> _THE PROBLEM_
From the rows below, extract each line that contains the word "blue", and copy every such line in full.

> _SUPPLIED RECORDS_
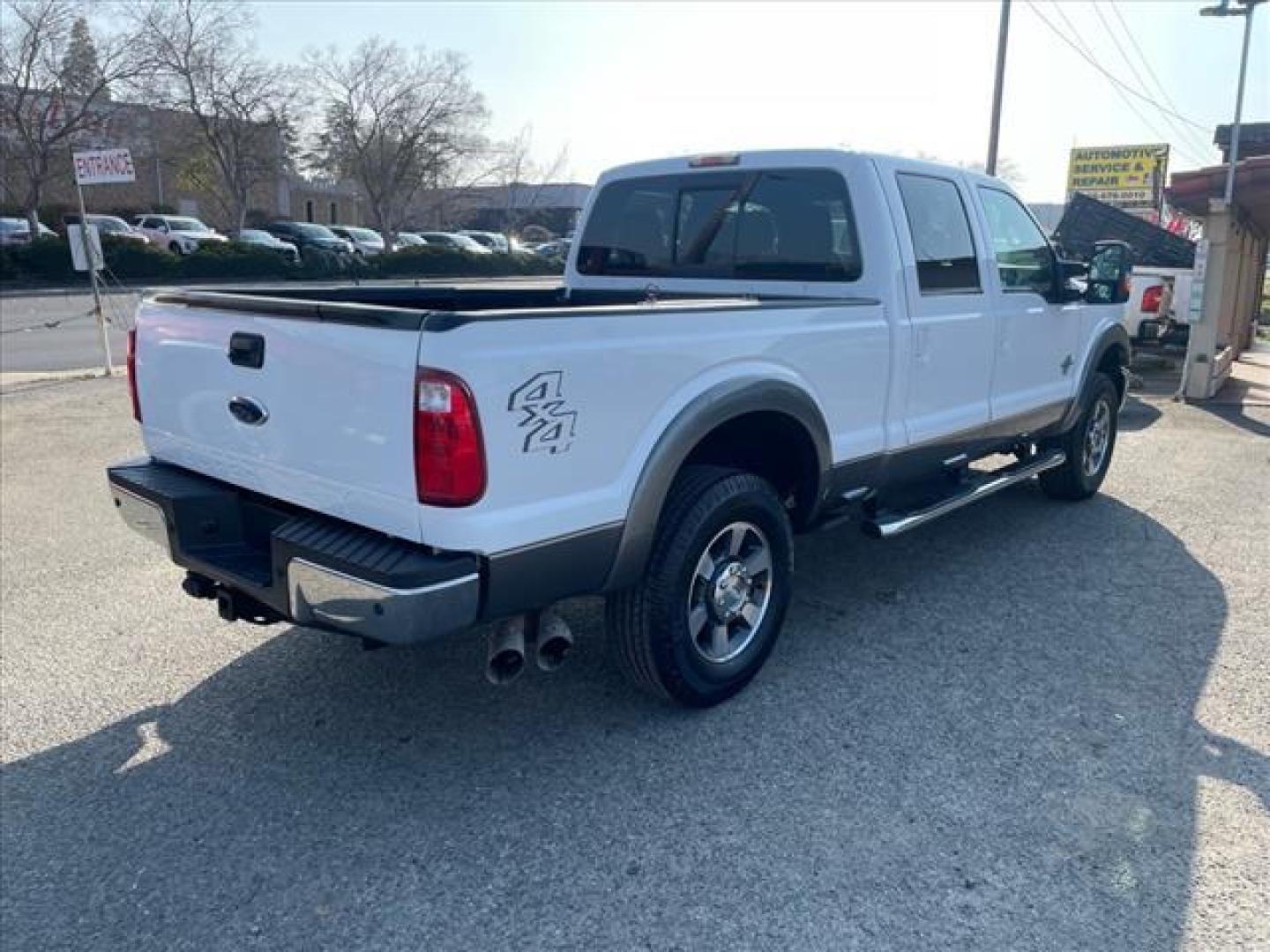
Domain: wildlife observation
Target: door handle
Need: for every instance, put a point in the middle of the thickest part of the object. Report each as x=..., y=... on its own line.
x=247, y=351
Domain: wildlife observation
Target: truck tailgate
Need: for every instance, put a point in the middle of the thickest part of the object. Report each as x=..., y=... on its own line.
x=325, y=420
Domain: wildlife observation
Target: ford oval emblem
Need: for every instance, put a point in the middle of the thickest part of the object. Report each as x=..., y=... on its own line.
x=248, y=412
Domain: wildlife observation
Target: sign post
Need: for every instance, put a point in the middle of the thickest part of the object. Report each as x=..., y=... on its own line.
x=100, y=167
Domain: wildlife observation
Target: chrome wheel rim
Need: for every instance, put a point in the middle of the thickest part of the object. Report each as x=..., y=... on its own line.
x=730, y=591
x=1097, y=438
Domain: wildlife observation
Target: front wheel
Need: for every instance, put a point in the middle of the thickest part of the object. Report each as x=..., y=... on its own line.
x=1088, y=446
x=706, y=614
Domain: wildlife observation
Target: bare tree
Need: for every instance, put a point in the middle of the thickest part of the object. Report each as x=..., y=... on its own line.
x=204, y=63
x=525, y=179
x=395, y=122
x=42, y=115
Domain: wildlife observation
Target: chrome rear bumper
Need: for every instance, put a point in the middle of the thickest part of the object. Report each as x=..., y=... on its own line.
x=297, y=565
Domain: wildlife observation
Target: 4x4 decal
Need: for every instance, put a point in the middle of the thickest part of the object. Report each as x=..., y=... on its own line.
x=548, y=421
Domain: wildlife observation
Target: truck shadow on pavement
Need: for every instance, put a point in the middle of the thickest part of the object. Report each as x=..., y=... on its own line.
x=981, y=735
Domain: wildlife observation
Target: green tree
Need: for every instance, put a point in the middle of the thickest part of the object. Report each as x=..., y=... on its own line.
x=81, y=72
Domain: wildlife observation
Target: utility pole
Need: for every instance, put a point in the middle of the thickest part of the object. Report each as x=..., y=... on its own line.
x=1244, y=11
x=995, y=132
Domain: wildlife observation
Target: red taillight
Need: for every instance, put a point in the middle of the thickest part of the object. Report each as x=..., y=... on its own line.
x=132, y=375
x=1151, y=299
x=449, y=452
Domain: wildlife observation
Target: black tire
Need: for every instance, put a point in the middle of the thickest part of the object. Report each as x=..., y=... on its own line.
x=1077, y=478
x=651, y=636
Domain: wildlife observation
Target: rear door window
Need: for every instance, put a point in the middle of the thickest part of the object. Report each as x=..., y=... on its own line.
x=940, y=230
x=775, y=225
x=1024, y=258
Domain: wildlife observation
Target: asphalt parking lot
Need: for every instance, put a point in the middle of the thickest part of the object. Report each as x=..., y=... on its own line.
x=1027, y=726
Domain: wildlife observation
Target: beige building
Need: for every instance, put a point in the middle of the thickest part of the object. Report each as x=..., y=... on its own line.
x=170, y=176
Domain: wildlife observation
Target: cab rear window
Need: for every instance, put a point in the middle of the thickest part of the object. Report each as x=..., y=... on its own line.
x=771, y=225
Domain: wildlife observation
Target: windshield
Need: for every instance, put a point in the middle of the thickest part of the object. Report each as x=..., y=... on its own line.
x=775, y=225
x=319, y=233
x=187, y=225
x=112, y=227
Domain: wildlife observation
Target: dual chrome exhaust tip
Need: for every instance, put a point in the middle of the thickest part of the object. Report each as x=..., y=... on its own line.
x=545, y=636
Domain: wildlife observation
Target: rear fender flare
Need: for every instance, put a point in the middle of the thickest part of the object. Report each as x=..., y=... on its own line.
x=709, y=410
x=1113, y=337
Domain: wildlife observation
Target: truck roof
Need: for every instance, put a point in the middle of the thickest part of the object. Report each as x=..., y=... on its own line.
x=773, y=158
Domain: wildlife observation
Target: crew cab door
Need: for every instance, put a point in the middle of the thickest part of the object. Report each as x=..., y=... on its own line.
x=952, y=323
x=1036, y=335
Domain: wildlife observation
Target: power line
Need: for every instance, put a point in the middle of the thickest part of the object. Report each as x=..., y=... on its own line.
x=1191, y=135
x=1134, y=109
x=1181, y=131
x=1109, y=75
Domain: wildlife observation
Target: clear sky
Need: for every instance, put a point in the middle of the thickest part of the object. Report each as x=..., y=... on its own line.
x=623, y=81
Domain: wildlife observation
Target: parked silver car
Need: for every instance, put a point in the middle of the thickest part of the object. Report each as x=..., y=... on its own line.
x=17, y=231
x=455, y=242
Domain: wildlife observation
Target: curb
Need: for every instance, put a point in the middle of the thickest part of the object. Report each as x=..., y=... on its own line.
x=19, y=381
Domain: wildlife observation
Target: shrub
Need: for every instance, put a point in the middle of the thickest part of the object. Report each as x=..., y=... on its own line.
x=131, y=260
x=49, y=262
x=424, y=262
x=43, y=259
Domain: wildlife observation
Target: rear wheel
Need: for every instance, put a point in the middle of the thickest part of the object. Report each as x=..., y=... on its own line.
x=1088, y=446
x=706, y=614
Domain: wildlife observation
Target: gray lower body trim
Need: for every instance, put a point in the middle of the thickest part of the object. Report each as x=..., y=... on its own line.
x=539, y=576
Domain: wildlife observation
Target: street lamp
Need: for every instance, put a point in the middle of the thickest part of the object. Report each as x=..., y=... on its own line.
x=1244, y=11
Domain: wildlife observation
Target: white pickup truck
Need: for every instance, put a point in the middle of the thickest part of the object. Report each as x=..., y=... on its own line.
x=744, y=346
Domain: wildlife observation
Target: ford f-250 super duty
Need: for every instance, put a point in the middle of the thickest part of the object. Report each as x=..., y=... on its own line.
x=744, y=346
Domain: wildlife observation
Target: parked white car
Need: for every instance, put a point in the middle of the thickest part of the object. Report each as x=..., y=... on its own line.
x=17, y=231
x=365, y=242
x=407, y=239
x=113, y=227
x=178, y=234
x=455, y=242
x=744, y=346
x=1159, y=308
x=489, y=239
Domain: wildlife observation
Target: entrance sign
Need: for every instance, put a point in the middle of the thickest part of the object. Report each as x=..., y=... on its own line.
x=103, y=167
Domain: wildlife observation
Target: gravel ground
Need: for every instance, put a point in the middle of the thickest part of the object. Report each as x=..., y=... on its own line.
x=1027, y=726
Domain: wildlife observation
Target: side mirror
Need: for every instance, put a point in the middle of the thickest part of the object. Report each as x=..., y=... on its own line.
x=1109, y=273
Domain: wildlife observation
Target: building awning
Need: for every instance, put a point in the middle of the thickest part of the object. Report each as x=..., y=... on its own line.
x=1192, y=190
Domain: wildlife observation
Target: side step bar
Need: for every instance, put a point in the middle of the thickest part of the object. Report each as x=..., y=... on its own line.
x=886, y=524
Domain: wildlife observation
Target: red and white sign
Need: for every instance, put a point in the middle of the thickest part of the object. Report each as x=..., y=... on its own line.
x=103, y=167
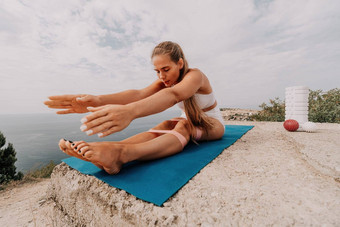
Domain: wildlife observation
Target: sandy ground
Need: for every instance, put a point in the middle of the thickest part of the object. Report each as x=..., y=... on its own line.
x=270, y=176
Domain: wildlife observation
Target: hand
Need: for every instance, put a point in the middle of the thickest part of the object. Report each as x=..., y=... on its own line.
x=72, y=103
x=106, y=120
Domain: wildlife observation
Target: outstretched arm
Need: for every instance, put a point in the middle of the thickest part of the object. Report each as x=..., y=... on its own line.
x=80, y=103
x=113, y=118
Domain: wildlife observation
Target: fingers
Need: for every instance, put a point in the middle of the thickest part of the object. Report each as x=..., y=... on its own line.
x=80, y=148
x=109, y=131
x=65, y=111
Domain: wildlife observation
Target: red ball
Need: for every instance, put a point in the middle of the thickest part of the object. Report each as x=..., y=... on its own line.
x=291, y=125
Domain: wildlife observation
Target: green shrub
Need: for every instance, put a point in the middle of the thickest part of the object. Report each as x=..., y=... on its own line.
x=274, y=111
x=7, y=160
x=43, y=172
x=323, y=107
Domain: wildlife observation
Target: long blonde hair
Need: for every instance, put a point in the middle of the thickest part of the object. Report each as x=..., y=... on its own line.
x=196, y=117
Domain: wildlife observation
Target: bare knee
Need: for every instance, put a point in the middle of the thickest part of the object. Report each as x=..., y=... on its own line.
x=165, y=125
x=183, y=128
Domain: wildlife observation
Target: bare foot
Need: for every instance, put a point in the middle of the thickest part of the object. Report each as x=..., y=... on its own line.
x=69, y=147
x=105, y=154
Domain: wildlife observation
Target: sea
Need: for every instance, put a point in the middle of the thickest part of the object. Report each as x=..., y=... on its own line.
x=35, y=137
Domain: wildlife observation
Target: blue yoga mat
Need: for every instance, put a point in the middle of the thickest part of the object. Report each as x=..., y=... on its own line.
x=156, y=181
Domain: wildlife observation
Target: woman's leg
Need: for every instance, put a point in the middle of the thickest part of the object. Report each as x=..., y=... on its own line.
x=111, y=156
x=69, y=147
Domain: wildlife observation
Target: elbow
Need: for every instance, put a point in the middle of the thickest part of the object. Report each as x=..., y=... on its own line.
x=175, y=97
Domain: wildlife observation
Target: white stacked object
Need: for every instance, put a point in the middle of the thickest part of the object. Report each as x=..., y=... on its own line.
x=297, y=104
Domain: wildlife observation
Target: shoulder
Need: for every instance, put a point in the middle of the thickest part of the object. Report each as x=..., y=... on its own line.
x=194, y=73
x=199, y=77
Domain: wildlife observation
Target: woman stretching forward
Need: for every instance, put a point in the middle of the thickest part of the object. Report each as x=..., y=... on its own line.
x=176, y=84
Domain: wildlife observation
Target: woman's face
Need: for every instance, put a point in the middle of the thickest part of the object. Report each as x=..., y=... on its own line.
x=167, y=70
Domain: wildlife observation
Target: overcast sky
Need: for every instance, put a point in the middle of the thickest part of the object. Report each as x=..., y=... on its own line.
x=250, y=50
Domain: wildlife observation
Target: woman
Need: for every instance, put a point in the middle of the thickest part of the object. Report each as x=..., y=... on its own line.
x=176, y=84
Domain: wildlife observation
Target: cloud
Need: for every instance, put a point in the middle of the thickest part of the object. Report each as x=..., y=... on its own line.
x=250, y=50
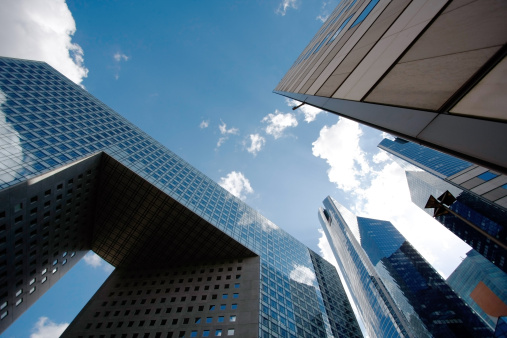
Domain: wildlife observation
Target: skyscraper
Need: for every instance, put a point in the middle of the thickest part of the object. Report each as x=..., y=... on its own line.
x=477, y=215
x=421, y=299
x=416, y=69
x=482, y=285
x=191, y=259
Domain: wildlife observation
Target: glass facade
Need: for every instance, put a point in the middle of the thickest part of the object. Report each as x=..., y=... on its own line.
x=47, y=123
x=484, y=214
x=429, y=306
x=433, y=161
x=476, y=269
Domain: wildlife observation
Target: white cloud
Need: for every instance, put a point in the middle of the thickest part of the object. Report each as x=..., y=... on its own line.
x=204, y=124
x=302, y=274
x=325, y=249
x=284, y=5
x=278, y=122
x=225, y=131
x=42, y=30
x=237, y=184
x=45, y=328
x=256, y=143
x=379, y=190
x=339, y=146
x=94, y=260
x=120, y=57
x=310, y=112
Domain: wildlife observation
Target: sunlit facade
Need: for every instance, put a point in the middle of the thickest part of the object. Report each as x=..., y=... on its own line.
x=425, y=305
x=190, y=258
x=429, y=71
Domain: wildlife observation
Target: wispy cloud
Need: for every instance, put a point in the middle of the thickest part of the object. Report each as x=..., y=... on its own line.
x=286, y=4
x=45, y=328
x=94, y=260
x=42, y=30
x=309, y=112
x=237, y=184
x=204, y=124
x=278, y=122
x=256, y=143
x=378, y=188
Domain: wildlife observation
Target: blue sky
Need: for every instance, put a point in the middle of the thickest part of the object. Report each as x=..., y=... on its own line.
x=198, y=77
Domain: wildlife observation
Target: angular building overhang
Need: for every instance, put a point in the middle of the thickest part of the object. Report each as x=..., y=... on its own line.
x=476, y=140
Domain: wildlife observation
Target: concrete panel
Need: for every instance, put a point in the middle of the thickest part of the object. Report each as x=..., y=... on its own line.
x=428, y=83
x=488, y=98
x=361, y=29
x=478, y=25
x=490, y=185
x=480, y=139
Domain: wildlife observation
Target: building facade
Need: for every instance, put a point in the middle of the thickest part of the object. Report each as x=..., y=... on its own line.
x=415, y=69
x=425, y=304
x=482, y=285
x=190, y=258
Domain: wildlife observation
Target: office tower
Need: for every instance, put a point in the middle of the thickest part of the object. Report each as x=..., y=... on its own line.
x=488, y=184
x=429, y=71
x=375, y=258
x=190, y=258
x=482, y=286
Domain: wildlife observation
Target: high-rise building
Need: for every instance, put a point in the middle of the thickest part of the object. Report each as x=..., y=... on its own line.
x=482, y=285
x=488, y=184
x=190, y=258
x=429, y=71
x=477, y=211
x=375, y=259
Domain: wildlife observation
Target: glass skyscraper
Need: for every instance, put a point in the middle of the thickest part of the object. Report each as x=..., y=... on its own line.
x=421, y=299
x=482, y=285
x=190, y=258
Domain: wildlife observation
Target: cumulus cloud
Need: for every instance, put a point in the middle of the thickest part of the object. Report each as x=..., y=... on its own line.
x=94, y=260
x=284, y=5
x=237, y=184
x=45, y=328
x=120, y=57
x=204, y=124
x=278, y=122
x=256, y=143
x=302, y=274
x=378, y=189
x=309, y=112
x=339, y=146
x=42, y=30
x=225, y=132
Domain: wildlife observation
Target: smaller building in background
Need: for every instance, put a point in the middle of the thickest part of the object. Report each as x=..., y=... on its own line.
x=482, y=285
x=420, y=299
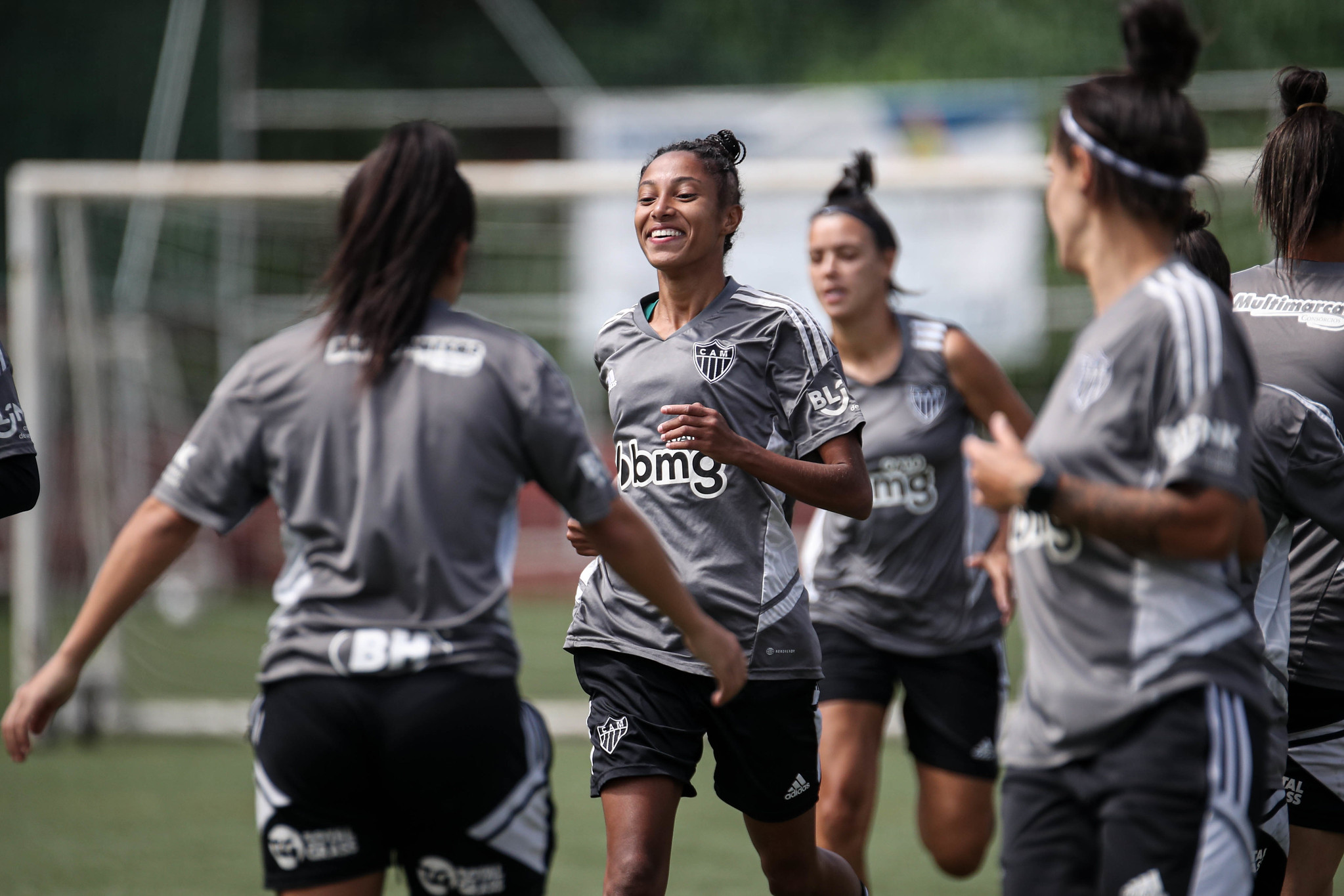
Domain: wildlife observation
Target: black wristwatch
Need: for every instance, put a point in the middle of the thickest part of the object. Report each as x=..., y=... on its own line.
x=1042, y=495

> _CORRECT RESULT_
Target: blue yoga mat
Target: blue sky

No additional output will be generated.